▶ Required work
[a] Please decide whether each statement agrees with the article on fashion and metaverse intellectual property, answering yes or no and quoting the deciding words: (i) Calboli says the fashion industry needs no further readiness; (ii) the metaverse became useful during the Covid-19 lockdowns; (iii) Calboli is a visiting professor at Texas A&M University.
[b] Extend the article on fashion and metaverse intellectual property past its final sentence.

Fashion world more ready now for metaverse IP issues, says expert

19 May 2022

Fashion world more ready now for metaverse IP issues, says expert

Prof. Dr. Irene Calboli, professor of law at Texas A&M University School of Law in Fort Worth believes the fashion industry is more ready now to face intellectual property issues arising from the metaverse than it was in pre-pandemic times.

“I would say fashion industry is certainly readier than it was at the beginning of the pandemic. It needs to be even readier for the future,” said Calboli, “but the level of readiness has increased tremendously and exponentially across all segments – the luxury segment, the mid- segment and the economy and fast fashion segment – without question.”

According to Calboli, who is also a visiting professor at the Nanyang Business School, Nanyang Technological University in Singapore, companies including luxury brands are now using the metaverse for advertising and selling. In fact, she said the metaverse became useful during the Covid-19 lockdowns and the slowdown of activities that came with the pandemic.

The term “metaverse” sprang up in public consciousness following Facebook Inc.’s rebranding and renaming to Meta. According to CEO Mark Zuckerberg, the new name reflects the company’s activities. Such activities now include the development of a platform that will allow people to connect in the metaverse, a virtual reality world where people can work, play, shop, interact and do other things by using virtual reality headsets.

“The metaverse is an alternative reality in which brands could have a presence, whether through video games or a variety of virtual media that allow them to stay relevant during a time in which brand acquisition and consumption of products, the physical goods, was more difficult,” said Calboli. “And in some way, Covid-19 has accelerated the importance of the metaverse.”

▶ Dataset content
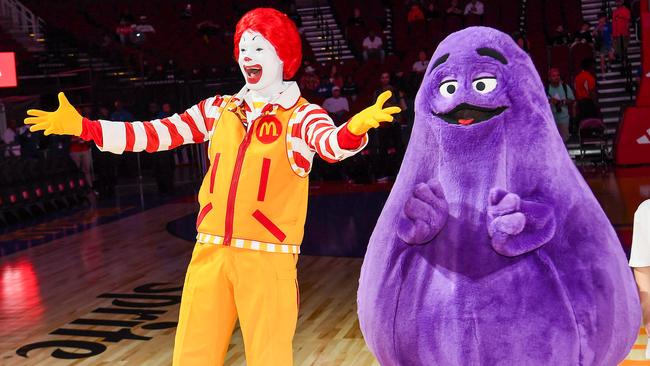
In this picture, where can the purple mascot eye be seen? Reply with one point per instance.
(491, 248)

▶ Answers per task
[a]
(i) No: "It needs to be even readier for the future"
(ii) Yes: "the metaverse became useful during the Covid-19 lockdowns"
(iii) No: "a visiting professor at the Nanyang Business School, Nanyang Technological University in Singapore"

[b]
Lawyers and attorneys claim there are several IP-related issues in connection with the metaverse, some components of which are now taking place with the existence of Fortnite, Minecraft, Roblox and others.

Among these are trademark issues emerging from the fashion world. Already, trademark infringement cases from the fashion community are piling up in courts. One of these is Hermès International v. Mason Rothschild now pending in the United States District Court for the Southern District of New York. Rothschild, an artist from California, infringed the luxury brand’s rights over its BIRKIN trademark and trade dress by selling 100 non-fungible token (NFT) images carrying the bag’s famous design and embellished with fur. Dubbed as “MetaBirkins,” said NFTs are being sold in the metaverse.

Calboli, whose expertise includes IP and fashion laws, explained: “There are some specific challenges that come to all trademarks. What goods and services are brands selling in the metaverse? What part of protection do they have or should they seek and for what products? And so here is where there is the brand extension of luxury bags, luxury watches, luxury jewelry, or luxury clothing that could be adopted through the metaverse. So these are the same goods, but on the metaverse, they’re virtual replicas of existing goods. In terms of registering trademarks, this question becomes relevant. Should I have another registration, another protection particularly if the products are not famous or well-known in the trademark jargon?”

Another potential IP-related problem revolves around the metaverse’s ability to multiply content very quickly, either ephemerally or to a limitless number of copies.

“Say we have a digital exposition that is projected on a specific venue in Milan but that could be easily transported in the Internet space and then distributed. And so the question is ‘Is the protection harmonized territorially for all the various countries?’” she said.

To begin preparing for the metaverse and its accompanying IP issues, Calboli said that fashion brands should do the following:

  • Understand the goods and services in the metaverse.
  • Understand what their business strategy is
  • Understand what their business model is and how the metaverse and the digital world in general is changing or enhancing it
  • Hire IT geeks, not just fashion geeks

“Marketing should also understand how to use technology, AI, apps and so on. These involve a lot of IP and data protection issues which bring in territoriality matters,” she claimed.

  • Understand blockchain which is a crucial component for NFTs and others in the Internet space
  • Know how they want to use the metaverse and to what extent they want to use it.

Afterwards, it’s about registering the trademarks for the digital goods and services they want to use in the metaverse and using these trademarks as well.

She mentioned concerns from some sectors, such as those about NFTs being a bubble.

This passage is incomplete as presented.